The data:

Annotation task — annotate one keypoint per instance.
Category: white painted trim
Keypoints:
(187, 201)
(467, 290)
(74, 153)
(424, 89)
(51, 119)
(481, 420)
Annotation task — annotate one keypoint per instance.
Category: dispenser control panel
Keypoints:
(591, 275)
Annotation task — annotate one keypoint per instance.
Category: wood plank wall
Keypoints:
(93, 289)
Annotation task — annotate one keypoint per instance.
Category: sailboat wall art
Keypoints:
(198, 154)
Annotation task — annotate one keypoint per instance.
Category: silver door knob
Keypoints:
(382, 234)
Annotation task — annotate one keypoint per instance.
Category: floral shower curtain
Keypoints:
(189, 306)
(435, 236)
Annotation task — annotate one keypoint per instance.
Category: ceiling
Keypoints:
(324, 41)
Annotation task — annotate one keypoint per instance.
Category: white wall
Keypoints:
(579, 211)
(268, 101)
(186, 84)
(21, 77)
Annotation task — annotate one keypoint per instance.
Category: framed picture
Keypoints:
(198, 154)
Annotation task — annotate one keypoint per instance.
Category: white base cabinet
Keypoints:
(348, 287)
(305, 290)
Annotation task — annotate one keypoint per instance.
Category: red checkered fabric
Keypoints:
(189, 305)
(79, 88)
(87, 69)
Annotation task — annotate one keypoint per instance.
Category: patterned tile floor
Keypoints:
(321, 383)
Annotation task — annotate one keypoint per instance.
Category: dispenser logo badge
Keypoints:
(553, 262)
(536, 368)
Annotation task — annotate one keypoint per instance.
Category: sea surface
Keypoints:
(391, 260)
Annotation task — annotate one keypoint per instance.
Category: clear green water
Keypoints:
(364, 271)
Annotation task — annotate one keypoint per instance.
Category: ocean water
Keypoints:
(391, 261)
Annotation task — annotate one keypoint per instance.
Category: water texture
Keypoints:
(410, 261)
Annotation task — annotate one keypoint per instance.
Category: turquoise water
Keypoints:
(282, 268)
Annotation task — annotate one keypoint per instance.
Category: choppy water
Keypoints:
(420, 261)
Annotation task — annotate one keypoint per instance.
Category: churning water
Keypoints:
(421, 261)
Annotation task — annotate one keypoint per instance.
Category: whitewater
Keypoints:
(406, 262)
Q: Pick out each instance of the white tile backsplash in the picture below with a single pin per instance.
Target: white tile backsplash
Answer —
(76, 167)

Work instruction: All lines above are to be transcribed exactly.

Exercise output:
Annotation task — annotate one keypoint per instance.
Category: white painted trim
Keypoints:
(187, 201)
(467, 290)
(74, 153)
(424, 89)
(51, 119)
(481, 420)
Annotation task — annotate one keypoint per instance.
Category: dispenser control panel
Keypoints:
(591, 275)
Annotation task — annotate one keypoint per instance.
Category: wood plank wall
Keypoints:
(93, 289)
Annotation task — annotate one keypoint per instance.
Category: sailboat wall art
Keypoints:
(198, 154)
Annotation task — annotate one keypoint per instance.
Category: silver door knob
Keypoints:
(382, 234)
Annotation task — annotate one keypoint per instance.
Category: floral shower curtain
Keypoints:
(189, 306)
(435, 236)
Annotation task — annotate one keypoint per instance.
Category: ceiling
Keypoints:
(324, 41)
Annotation task — annotate one keypoint per instance.
Category: white wall
Keypoints:
(579, 211)
(268, 101)
(186, 84)
(21, 77)
Annotation task — annotate one keypoint per instance.
Category: framed picture
Keypoints:
(198, 154)
Annotation task — annotate one keypoint per instance.
Category: white base cabinet
Keypoints:
(348, 287)
(305, 290)
Annotation task — annotate one keypoint per instance.
Category: red checkered fabric
Keypoints:
(189, 305)
(79, 88)
(87, 69)
Annotation task — annotate one keypoint per instance.
Category: patterned tile floor
Keypoints:
(321, 383)
Annotation task — annotate one keypoint per instance.
Category: dispenser logo badge
Keypoints:
(553, 262)
(536, 368)
Annotation task — annotate one keypoint per instance.
Category: sea surface
Keypoints:
(391, 260)
Annotation task — annotate one keypoint per instance.
Category: clear green water
Keypoints:
(364, 271)
Annotation task — annotate one keypoint per instance.
Category: ocean water
Keypoints:
(391, 261)
Annotation task — annotate one keypoint per instance.
Category: water texture
Keypoints:
(410, 261)
Annotation task — annotate one keypoint per instance.
Category: turquoise water
Keypoints:
(282, 268)
Annotation task — annotate one keypoint per instance.
Category: choppy water
Keypoints:
(420, 261)
Annotation task — annotate one keypoint per instance.
Category: churning water
Keypoints:
(421, 261)
Annotation task — annotate one keypoint per instance.
Category: whitewater
Keypoints:
(406, 262)
Q: Pick out each instance of the white tile backsplash in the picture below with a single pin per instance.
Target: white tile backsplash
Answer —
(76, 167)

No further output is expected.